I am considering submitting an RFE (request for enhancement) to Oracle Bug Database which is supposed to significantly increase string concatenation performance. But before I do it I'd like to hear experts' comments on whether it makes sense.
The idea is based on the fact that the existing String.concat(String) works two times faster on 2 strings than StringBuilder. The problem is that there is no method to concatenate 3 or more strings. External methods cannot do this because String.concat uses a package private constructor String(int offset, int count, char[] value)
which does not copy the char array but uses it directly. This ensure high String.concat performance. Being in the same package StringBuilder still cannot use this constructor because then the String's char array will be exposed for modifications.
I suggest to add the following methods to String
public static String concat(String s1, String s2)
public static String concat(String s1, String s2, String s3)
public static String concat(String s1, String s2, String s3, String s4)
public static String concat(String s1, String s2, String s3, String s4, String s5)
public static String concat(String s1, String... array)
Note: this kind of overloading is used in EnumSet.of, for efficiency.

§ REQUESTS
a) Write out the part of the string concatenation post from "public static String concat(String s1, String s2, String s3)" to "s4, String s5)".
b) Lay out the point placement rows as a numbered list, from the start of the rows to the line with "column 56, row 23", skipping blank lines and leaving out the pictures.
The post on string concatenation has no connection to the rows that come next.

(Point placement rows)
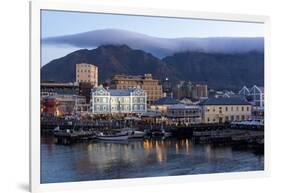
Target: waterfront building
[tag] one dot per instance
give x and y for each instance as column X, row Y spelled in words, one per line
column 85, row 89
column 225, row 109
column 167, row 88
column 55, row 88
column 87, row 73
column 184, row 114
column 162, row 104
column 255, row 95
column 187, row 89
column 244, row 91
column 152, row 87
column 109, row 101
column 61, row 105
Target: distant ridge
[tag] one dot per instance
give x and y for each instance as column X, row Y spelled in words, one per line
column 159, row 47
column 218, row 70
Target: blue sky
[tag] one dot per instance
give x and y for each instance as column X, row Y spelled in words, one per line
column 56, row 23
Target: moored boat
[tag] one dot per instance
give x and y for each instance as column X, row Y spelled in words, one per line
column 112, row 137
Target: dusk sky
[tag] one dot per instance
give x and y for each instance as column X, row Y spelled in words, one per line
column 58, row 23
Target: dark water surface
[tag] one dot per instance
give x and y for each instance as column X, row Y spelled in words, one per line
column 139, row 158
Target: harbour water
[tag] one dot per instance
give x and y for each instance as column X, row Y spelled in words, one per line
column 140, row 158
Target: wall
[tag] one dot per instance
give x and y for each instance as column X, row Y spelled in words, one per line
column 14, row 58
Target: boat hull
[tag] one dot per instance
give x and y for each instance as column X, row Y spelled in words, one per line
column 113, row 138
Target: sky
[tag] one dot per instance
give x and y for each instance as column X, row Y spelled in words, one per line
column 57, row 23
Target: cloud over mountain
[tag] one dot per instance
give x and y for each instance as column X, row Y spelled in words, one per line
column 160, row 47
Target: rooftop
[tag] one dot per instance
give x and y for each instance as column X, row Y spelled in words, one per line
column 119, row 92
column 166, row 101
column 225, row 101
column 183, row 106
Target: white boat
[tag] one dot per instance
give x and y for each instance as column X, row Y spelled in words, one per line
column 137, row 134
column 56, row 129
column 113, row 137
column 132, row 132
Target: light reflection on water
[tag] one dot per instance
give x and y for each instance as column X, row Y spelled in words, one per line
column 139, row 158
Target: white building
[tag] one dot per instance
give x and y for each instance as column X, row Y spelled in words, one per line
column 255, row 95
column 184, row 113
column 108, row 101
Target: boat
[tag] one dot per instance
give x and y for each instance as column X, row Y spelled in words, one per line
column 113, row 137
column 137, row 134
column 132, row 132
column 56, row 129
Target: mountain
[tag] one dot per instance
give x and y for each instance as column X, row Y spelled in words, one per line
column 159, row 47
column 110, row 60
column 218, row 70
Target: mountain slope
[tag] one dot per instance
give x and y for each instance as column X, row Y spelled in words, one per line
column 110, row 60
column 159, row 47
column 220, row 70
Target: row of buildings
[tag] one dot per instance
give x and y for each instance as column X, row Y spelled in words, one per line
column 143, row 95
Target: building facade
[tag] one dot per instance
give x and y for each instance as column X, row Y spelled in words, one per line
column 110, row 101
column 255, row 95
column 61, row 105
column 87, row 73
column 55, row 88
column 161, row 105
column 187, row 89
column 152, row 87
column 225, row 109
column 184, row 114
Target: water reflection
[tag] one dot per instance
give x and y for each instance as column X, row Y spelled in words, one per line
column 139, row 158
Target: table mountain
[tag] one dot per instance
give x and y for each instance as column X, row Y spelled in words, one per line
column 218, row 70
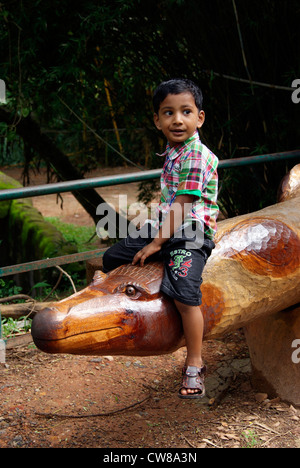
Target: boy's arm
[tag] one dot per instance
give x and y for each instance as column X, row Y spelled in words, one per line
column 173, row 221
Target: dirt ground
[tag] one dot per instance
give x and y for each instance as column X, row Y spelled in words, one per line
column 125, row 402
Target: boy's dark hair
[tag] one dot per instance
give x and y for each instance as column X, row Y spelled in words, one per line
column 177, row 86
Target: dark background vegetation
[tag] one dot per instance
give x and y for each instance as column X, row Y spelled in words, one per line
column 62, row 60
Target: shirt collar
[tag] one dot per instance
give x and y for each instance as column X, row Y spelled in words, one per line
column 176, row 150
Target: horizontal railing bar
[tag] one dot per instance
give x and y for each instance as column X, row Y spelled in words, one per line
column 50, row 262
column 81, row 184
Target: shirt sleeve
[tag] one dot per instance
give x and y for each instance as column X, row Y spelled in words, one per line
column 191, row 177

§ RESULTS IN ORDER
a)
public static String concat(String s1, String s2, String s3)
public static String concat(String s1, String s2, String s3, String s4)
public static String concat(String s1, String s2, String s3, String s4, String s5)

b)
1. Target: waterfront building
2. [tag] one dot per instance
3. give x and y for each instance as column X, row Y spelled in words, one per line
4. column 85, row 89
5. column 225, row 109
6. column 167, row 88
7. column 55, row 88
8. column 87, row 73
9. column 184, row 114
10. column 162, row 104
11. column 255, row 95
12. column 187, row 89
13. column 244, row 91
14. column 152, row 87
15. column 109, row 101
16. column 61, row 105
17. Target: distant ridge
18. [tag] one dot per instance
19. give x and y for each instance as column X, row Y spelled in words, one per line
20. column 159, row 47
21. column 218, row 70
22. Target: blue sky
23. [tag] one dot per instance
24. give x and y for each instance as column X, row Y spelled in words, one per line
25. column 56, row 23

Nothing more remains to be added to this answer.